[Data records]
________

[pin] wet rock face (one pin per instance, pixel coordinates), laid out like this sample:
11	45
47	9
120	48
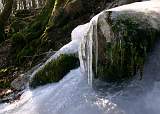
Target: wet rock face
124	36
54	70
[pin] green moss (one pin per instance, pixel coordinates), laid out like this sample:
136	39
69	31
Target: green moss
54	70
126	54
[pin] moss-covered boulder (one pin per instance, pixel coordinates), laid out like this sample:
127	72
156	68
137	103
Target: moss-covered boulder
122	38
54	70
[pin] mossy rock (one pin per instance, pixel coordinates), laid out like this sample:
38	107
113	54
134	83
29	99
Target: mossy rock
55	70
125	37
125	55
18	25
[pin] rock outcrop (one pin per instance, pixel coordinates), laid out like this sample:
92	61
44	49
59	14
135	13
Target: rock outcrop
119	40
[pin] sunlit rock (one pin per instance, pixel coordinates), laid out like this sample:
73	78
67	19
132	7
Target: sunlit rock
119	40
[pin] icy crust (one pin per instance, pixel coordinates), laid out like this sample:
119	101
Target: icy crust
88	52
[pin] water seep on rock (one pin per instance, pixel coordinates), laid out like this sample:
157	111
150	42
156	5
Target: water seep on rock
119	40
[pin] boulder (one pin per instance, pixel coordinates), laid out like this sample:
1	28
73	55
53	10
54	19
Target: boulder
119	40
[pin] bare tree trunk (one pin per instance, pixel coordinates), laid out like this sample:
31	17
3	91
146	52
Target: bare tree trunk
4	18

________

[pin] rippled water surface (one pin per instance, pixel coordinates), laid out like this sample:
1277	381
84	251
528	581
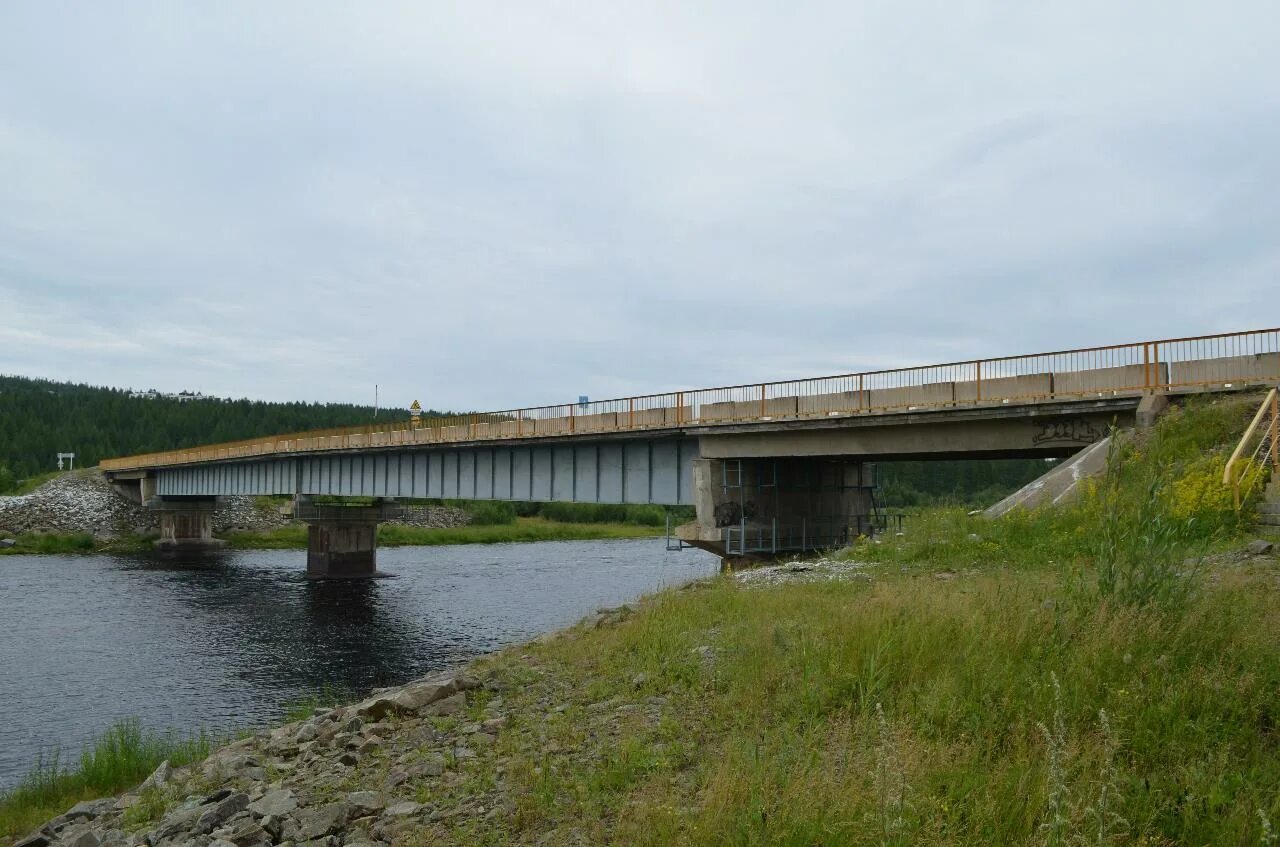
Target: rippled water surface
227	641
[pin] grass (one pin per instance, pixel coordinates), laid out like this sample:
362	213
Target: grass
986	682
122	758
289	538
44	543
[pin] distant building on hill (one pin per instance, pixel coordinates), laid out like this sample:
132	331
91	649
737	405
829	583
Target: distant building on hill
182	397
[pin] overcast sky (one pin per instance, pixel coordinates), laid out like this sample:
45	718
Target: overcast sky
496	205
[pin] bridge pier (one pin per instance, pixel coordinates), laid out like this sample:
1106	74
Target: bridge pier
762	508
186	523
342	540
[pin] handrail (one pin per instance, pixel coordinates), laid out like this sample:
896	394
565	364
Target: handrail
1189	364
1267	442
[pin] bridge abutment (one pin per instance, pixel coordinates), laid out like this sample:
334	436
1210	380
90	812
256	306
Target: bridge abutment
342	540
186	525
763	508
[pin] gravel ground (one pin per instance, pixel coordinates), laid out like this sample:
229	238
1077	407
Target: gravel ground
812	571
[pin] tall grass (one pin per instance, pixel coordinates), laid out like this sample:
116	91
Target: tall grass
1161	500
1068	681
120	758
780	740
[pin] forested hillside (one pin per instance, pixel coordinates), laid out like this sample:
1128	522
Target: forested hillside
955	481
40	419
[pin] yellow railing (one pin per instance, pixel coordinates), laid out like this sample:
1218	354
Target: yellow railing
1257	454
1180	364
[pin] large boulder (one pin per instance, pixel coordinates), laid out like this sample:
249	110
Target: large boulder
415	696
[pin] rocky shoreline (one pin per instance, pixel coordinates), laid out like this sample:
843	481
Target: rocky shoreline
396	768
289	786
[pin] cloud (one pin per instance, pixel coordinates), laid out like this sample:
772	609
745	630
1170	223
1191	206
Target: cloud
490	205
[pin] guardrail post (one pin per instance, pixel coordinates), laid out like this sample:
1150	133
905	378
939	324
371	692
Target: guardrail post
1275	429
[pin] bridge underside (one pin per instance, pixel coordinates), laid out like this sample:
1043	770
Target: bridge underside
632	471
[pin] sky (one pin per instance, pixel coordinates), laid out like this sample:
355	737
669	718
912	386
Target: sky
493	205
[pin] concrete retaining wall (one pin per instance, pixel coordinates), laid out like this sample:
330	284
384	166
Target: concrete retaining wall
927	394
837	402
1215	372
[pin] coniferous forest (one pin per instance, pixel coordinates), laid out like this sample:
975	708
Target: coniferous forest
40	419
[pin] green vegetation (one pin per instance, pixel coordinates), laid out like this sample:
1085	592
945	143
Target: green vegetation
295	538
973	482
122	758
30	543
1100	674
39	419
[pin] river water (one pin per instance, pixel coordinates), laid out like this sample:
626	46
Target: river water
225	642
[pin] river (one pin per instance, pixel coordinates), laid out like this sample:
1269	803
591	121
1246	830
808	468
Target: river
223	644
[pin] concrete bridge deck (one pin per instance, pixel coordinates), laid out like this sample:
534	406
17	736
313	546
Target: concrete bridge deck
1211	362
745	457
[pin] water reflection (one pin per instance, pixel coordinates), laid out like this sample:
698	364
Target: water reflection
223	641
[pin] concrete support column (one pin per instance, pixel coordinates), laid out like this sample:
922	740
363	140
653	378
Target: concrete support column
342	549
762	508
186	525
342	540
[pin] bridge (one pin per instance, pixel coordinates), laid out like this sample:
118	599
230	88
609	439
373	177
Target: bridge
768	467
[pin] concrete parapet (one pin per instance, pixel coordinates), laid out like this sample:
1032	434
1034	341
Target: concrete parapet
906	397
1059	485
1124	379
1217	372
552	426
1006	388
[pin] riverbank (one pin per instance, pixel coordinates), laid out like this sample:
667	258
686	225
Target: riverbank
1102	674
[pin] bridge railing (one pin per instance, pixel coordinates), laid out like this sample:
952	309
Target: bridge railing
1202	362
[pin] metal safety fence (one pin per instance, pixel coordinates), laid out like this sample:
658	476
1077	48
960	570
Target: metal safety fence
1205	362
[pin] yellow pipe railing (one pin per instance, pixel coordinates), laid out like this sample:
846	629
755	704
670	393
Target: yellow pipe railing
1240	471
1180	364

________

Exercise brief> Report every line of the data above that contains the string "bridge", copying each one in full.

Exercise result>
[pin] bridge pier (one pin per instance, pixel coordinates), laid out like this sample:
Target: bridge pier
[pin] bridge abutment (one pin per instance, pixel coordinates), laid out like this sample:
Target: bridge abutment
[pin] bridge underside (one pin per instance, pixel coordinates), laid out like this sample:
Target: bridge underside
[pin] concrete bridge deck (one pin per instance, pixel coordinates), laid out like this sample:
Target: concrete bridge deck
[pin] bridge (one pin per instance, pixel coordinates), laid out like this sample:
Target: bridge
[pin] bridge railing (one pin per instance, pixel coordinates), laid out like this sample:
Target: bridge railing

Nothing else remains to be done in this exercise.